> _TASK GOAL_: Reproduce every one of the following rows verbatim, without changing a single character.

> _INPUT_:
##############################

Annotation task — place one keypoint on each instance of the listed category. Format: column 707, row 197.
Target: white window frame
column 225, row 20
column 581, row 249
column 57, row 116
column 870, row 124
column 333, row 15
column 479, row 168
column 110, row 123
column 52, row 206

##############################

> _THE SOLUTION_:
Annotation task — place one keypoint on each instance of the listed category. Format: column 707, row 197.
Target: white window frame
column 225, row 20
column 581, row 249
column 57, row 116
column 870, row 124
column 333, row 15
column 479, row 168
column 110, row 123
column 52, row 206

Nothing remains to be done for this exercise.